INFORMATION GIVEN:
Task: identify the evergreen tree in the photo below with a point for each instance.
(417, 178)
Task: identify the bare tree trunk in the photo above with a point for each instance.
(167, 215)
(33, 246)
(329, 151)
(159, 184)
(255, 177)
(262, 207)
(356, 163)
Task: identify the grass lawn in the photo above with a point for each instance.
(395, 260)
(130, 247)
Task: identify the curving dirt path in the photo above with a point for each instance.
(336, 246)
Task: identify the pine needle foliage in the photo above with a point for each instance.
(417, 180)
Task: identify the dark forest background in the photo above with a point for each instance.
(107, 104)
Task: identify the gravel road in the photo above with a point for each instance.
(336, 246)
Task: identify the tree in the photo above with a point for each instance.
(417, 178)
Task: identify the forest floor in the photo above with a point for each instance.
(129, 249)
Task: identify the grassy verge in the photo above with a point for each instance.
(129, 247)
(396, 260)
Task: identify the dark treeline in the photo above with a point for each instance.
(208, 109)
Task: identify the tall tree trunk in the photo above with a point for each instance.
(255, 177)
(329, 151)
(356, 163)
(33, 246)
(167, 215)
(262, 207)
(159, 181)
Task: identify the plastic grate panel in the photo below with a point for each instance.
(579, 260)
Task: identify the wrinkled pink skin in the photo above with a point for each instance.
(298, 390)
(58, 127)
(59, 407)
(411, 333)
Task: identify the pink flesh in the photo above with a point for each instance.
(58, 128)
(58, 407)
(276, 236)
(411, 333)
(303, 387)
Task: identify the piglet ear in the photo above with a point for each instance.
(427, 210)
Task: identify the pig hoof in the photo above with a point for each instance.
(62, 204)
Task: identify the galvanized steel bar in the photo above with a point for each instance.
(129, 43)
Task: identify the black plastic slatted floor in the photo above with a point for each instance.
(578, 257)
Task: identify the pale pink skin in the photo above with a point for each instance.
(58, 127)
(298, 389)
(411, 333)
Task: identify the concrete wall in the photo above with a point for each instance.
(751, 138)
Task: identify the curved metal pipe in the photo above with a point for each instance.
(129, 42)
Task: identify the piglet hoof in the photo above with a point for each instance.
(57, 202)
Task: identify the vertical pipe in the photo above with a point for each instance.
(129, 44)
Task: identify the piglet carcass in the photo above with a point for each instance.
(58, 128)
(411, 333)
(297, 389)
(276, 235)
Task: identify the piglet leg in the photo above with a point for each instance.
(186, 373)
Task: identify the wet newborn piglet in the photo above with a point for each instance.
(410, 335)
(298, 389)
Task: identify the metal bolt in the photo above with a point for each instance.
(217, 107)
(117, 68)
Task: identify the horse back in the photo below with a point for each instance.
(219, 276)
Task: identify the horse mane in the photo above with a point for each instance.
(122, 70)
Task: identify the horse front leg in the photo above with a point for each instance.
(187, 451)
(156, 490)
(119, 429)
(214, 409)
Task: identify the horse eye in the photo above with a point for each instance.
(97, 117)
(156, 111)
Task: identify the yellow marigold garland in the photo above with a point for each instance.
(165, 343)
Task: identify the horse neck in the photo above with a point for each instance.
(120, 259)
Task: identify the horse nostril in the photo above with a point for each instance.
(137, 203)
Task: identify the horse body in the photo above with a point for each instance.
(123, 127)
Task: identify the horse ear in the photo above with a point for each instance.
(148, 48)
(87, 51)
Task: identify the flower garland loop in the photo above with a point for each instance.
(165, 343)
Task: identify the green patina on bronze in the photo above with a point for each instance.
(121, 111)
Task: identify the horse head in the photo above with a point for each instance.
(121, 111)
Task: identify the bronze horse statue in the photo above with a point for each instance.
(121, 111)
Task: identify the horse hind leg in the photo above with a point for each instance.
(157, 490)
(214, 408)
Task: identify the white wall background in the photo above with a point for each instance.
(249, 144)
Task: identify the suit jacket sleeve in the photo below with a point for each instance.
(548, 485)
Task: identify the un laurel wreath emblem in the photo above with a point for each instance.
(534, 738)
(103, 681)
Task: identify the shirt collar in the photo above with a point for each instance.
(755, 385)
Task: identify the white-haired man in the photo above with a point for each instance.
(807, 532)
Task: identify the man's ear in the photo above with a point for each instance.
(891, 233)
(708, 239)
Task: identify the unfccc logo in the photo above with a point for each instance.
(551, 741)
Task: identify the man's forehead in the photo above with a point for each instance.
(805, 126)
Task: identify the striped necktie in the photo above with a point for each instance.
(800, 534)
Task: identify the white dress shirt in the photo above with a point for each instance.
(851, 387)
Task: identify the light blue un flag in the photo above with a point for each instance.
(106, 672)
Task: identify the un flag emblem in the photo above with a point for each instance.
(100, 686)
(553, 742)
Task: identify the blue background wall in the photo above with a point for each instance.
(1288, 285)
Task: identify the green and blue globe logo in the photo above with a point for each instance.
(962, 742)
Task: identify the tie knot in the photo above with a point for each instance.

SHORT PROBLEM: Reproduce everything from the line containing "Task: identify the un flag" down to the end of the material, replacing "tie knot" with "necktie knot" and leaving all else unchanged.

RESPONSE TO THIS EXERCISE:
Task: identify the un flag emblem in the photo above with a point for each instance.
(100, 686)
(553, 742)
Task: identify the blue background wall in the photo above with a point for each instance.
(1288, 285)
Task: identify the green and blue globe logo in the photo above with a point for each instance.
(962, 742)
Task: identify the necktie knot in the photo above with a point for each instance.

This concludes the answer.